═══ Source records
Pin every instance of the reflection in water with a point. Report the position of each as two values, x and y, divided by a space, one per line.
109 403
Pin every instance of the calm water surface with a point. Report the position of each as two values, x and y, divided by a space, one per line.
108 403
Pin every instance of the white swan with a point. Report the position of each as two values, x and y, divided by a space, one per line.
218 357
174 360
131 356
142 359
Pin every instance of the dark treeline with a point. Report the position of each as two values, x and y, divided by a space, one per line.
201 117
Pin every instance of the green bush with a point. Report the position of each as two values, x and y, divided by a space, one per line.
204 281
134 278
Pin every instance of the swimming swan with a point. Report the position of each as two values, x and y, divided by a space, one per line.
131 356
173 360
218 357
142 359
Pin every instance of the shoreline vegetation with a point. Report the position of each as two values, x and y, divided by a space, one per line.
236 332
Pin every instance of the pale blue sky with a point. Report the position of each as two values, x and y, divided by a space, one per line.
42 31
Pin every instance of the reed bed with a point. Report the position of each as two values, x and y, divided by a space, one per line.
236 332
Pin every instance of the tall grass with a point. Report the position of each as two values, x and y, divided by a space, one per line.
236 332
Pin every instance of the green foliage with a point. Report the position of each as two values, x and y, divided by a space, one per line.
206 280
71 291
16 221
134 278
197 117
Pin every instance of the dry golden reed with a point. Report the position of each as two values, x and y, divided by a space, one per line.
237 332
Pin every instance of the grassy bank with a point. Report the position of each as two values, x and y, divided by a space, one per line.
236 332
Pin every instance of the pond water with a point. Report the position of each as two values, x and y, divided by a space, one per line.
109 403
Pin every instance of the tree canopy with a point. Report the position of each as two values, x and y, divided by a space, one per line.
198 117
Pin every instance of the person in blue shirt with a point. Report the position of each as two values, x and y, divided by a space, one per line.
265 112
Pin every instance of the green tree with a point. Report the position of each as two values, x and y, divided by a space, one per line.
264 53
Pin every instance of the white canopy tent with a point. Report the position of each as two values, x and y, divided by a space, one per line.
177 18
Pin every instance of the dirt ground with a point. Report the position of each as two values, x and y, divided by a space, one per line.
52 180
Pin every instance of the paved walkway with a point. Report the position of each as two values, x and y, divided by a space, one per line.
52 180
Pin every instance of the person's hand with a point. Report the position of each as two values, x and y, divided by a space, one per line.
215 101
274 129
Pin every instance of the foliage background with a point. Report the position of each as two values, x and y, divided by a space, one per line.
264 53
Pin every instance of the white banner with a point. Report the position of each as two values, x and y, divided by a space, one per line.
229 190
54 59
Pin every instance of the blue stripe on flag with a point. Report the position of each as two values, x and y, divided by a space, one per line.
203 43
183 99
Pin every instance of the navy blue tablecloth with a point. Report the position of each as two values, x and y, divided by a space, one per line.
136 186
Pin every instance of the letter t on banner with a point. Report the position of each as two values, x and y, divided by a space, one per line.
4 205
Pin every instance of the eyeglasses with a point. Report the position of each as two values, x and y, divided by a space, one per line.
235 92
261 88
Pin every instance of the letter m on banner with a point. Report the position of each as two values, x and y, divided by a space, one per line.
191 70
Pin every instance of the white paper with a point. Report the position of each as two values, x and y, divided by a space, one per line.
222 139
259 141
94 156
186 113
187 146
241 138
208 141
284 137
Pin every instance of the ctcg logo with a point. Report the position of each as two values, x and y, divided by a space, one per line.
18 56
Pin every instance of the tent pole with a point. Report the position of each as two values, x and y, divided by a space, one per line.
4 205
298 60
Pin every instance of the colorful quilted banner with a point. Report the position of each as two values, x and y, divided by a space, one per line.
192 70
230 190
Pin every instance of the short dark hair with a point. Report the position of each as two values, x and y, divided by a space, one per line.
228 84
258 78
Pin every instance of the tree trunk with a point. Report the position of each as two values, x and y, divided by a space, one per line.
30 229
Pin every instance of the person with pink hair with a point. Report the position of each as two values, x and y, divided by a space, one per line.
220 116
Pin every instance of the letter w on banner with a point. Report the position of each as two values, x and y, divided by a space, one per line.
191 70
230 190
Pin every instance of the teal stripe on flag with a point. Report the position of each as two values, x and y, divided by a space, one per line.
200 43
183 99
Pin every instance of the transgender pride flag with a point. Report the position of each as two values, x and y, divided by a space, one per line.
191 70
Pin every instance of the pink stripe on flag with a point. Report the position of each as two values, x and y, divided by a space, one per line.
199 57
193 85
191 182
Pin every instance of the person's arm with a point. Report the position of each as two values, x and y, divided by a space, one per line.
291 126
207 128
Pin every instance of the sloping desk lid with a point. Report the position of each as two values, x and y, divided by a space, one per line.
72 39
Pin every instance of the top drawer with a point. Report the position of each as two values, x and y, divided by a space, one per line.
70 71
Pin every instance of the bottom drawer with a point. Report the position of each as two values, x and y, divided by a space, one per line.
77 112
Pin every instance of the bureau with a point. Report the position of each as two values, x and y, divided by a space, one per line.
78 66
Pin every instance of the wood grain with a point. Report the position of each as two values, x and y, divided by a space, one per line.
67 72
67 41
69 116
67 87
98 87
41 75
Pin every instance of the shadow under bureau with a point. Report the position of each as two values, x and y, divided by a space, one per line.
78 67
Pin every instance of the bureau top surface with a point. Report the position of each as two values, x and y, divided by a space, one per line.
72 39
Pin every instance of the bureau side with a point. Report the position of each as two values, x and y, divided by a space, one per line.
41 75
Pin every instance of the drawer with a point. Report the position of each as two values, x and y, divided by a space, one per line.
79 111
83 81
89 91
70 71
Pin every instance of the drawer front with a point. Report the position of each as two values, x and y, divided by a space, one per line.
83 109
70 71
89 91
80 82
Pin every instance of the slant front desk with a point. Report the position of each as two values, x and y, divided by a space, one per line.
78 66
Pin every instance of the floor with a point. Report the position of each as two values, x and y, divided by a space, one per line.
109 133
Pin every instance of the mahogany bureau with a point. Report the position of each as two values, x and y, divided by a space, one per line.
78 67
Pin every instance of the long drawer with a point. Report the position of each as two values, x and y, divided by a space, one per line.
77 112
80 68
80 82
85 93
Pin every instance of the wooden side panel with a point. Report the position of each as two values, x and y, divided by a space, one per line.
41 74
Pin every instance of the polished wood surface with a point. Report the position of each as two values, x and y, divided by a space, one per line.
══════
→ Exercise prompt
Every record shown above should be set down again exactly.

→ Written answer
Pin every instance of the reflection in water with a point. Report the position of each as two values, x and y, divided by a space, one per line.
109 403
Pin every instance of the calm water surface with a point. Report the position of each as two values, x and y, divided by a space, one per line.
108 403
Pin every instance of the white swan with a point. Report the position of each as two values, x and y, divided by a space, one per line.
218 357
174 360
131 356
142 359
Pin every instance of the dark treeline with a point. Report the position of each as two values, x and y, divided by a space, one per line.
201 117
Pin every instance of the green bush with a point. Report the position of each as two values, x and y, divided by a space, one per line.
204 281
134 278
Pin every instance of the swimming swan with a point. Report the position of each as two values, x and y, divided by a space, one per line.
131 356
173 360
218 357
142 359
Pin every instance of the shoreline vegetation with a point. Report the position of each as two values, x and y, divided by a space, one per line.
236 332
Pin every instance of the pale blue sky with a point. Report the position of each as two values, x and y, divided by a space, one per line.
42 31
Pin every instance of the reed bed with a point. Report the position of each as two values, x and y, divided by a space, one per line.
236 332
Pin every instance of the tall grass with a point. Report the position of each as two values, x and y, divided by a space, one per line.
236 332
Pin every instance of the green foliage with a point. Report the position of each as two values, x and y, divided by a space, one per line.
206 280
71 291
16 221
134 278
197 117
Pin every instance of the dry golden reed with a point. Report the position of each as two values, x and y, divided by a space, one per line.
237 332
Pin every instance of the grassy bank with a point. Report the position of each as two values, x and y, divided by a space, one per line.
236 332
Pin every instance of the pond water with a point. Report the position of each as two values, x and y, divided by a space, one per line.
109 403
Pin every instance of the tree canopy with a point. Report the position of each as two values, x and y, divided by a space, one per line.
198 117
Pin every instance of the person in blue shirt with a point. Report the position of each as two values, x and y, divided by a space, one per line.
265 112
Pin every instance of the green tree with a point. Report the position of each as two values, x and y, divided by a space, one per line.
264 53
Pin every instance of the white canopy tent with a point. Report the position of each as two values, x and y, divided by a space, one per line.
177 18
Pin every instance of the dirt ground with a point. Report the position of each as two values, x and y, divided by a space, one per line.
52 180
Pin every instance of the paved walkway with a point. Report the position of each as two values, x and y, divided by a space, one per line.
52 180
Pin every instance of the person's hand with a point. Report the position of each as two values, x and y, divided by a space, one per line.
215 101
274 129
Pin every instance of the foliage background with a point. Report the position of each as two values, x and y, divided by a space, one per line.
264 53
Pin every instance of the white banner with a point. Report the position of each as two values, x and y, divided by a space, one per line.
229 190
54 59
Pin every instance of the blue stripe on flag with a point. Report the position of each as two values, x and y, divided by a space, one per line.
203 43
183 99
Pin every instance of the navy blue tablecloth with a point. Report the position of each as two values, x and y, divided by a space, one per line.
136 186
Pin every instance of the letter t on banner with a point. Report the position of each as two values, x and y, divided by a space, one per line.
4 205
Pin every instance of the eyeglasses with a point. Report the position of each as two values, x and y, divided by a space, one per line.
235 92
261 88
Pin every instance of the letter m on banner with a point. Report the position of each as two values, x and y, divided by a space, one per line.
191 70
Pin every instance of the white paper with a point. Report the position of each as two values, x and y, divided by a space, one per line.
222 139
259 141
94 156
186 113
187 146
241 138
208 141
284 137
Pin every instance of the ctcg logo with a point. Report the position of each as two values, x and y, divided by a space, one per line.
18 56
Pin every instance of the tent pole with a point. Report the position of each as two values, x and y, divided by a space, one per line.
4 205
298 60
Pin every instance of the colorful quilted banner with a point. Report the position of each as two values, x and y, divided by a space, one per line.
192 70
230 190
Pin every instance of the short dark hair with a point. Report the position of each as two values, x and y, divided by a space, one per line.
228 84
258 78
Pin every instance of the tree trunk with a point. Report the position of each as two values, x and y, divided by a space, one per line.
30 229
Pin every instance of the person with pink hair with a point. Report the position of each as two values, x and y, divided by a space, one per line.
220 116
Pin every instance of the letter w on banner with a point. Report the position of each as two values, x and y, divided by a space, one per line.
191 70
230 190
Pin every instance of the teal stripe on flag with a point. Report the position of each as two values, x and y, divided by a space, one per line.
200 43
183 99
Pin every instance of the transgender pride flag with a point. Report the position of each as two values, x and y, divided by a space, one per line.
191 70
Pin every instance of the pink stripe on flag with a point. Report the position of each as two values, x and y, divided by a space, one per line.
199 57
193 85
191 182
Pin every instance of the person's arm with a point. Report the position of each as two values, x and y, divided by a space, one per line.
291 126
207 128
Pin every instance of the sloping desk lid with a point. Report the position of each as two values, x and y, divided by a space, one per line.
72 39
Pin every instance of the top drawer with a point. Report the position of each as two values, x and y, divided by a space, one per line.
70 71
Pin every instance of the bottom drawer with a point. Report the position of each as two values, x and y, divided by a space, one per line.
77 112
Pin every instance of the bureau with a point. Report the position of each as two values, x and y, divided by a space, one per line.
78 66
Pin every instance of the wood grain with a point. Report the position of each as two values, x and y, divided by a space, one per line.
67 72
67 41
69 116
67 87
98 87
41 75
Pin every instance of the shadow under bureau with a point. Report the position of each as two values, x and y, divided by a space, one per line.
78 67
Pin every instance of the bureau top surface with a point. Report the position of each as two values, x and y, divided by a space, one per line.
72 39
Pin every instance of the bureau side with a point. Report the position of each as two values, x and y, divided by a space, one per line.
41 75
Pin every instance of the drawer with a point. Report the position of each as two values, x and y, divided by a space, one per line.
79 111
83 81
89 91
70 71
Pin every instance of the drawer front with a point. Report the position of each as two values, x and y, divided by a space, one per line.
83 109
70 71
89 91
80 82
Pin every instance of the slant front desk with a point. Report the position of each as two values, x and y, divided by a space, one per line.
78 66
Pin every instance of the floor with a point. Report the position of each as two values, x and y, divided by a space, one per line.
109 133
Pin every instance of the mahogany bureau with a point. Report the position of each as two values, x and y, divided by a space, one per line.
78 67
Pin every instance of the long drawer with a point. Report the position of each as two values, x and y, divided by a space, one per line.
77 112
80 68
80 82
85 93
Pin every instance of the wooden side panel with a point. Report the position of each as two values, x and y, divided by a space, one per line.
41 74
Pin every instance of the polished wood surface with a point. Report the position of each as two values, x and y, divided by a space, one per line.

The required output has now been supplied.